◆ EXERCISE BRIEF: From the material below, copy word for word everything from the line containing "Locate the rocky" down to the line containing "column 916, row 450", including both of those lines.

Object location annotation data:
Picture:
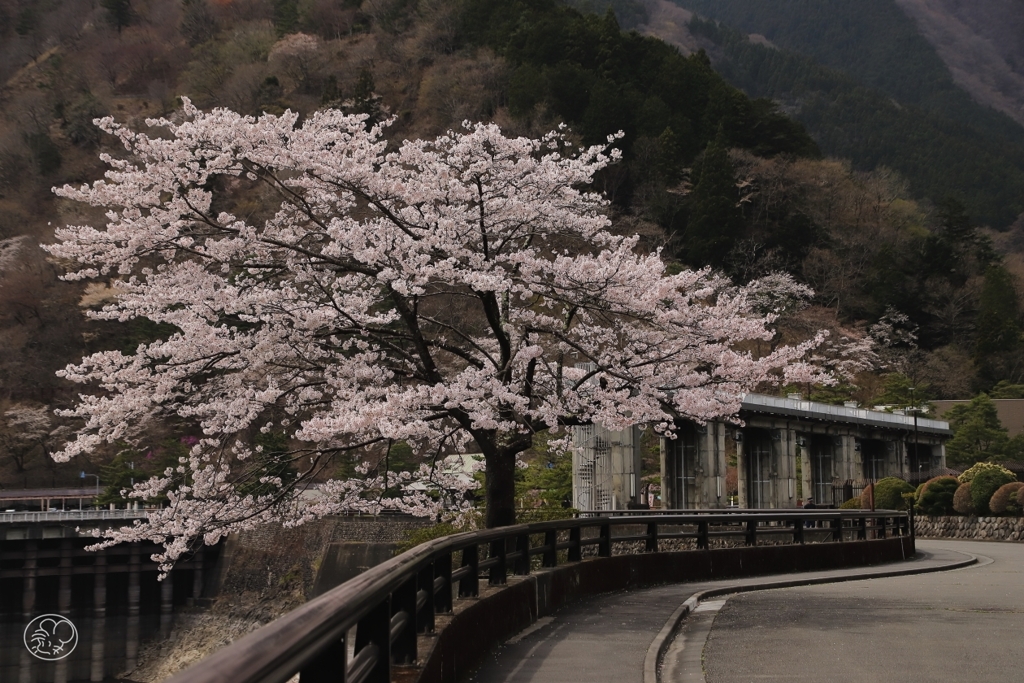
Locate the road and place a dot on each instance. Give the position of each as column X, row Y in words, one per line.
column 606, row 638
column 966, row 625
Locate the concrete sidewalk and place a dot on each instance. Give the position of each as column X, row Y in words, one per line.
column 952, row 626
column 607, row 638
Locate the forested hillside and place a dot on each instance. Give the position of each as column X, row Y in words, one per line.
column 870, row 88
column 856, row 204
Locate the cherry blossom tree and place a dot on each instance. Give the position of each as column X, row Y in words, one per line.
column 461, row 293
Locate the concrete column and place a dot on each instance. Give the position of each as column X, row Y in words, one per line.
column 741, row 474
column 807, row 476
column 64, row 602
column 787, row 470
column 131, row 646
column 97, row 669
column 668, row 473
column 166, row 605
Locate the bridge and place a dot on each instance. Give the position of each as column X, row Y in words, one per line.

--

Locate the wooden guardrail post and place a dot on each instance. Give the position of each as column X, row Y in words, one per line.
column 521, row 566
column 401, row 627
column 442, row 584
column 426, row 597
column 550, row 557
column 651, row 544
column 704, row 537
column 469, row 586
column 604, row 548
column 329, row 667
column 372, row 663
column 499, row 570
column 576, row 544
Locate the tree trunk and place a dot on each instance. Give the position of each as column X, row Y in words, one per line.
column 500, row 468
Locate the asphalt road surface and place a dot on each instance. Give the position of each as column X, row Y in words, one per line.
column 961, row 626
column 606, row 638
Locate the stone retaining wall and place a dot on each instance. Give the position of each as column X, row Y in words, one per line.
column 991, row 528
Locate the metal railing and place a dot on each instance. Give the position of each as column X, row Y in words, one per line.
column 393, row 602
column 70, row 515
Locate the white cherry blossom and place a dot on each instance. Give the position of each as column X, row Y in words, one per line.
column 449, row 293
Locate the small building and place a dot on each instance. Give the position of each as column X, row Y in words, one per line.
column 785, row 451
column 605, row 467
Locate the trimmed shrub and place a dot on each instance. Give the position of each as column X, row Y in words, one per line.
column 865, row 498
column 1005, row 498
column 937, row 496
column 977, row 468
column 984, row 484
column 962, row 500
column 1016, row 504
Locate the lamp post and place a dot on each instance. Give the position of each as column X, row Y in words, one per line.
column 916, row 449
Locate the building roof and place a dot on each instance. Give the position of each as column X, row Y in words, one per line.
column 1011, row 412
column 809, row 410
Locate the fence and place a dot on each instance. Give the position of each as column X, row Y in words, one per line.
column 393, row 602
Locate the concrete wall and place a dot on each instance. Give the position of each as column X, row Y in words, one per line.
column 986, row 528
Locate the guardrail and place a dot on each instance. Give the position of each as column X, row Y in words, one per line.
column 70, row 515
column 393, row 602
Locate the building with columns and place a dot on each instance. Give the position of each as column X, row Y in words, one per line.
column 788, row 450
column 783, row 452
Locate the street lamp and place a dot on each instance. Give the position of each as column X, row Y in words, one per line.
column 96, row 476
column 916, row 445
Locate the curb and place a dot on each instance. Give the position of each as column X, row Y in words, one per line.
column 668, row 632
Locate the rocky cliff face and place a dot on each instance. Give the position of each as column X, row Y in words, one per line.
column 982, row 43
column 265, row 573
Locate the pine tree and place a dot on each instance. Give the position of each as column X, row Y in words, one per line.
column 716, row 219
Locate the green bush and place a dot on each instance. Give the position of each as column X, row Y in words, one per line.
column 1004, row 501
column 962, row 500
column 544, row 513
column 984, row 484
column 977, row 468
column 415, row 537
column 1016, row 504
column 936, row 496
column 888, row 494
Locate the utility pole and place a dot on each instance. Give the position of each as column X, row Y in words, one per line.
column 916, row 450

◆ RESPONSE TO THE TASK:
Locate the rocky cliff face and place a dot on each instance. Give the position of each as column X, row Y in words, one per line.
column 982, row 43
column 265, row 573
Locate the pine tree and place a dot on each instance. Give the position of each as column X, row Y in words, one per line.
column 716, row 219
Locate the green bush and place a dot on each instance. Give the position of each as column X, row Y in words, one per line.
column 1004, row 501
column 962, row 500
column 544, row 513
column 984, row 484
column 977, row 468
column 415, row 537
column 1016, row 504
column 936, row 496
column 888, row 494
Locate the utility pole and place a dot on each instance. Give the position of each as column X, row Y in words, one per line.
column 916, row 450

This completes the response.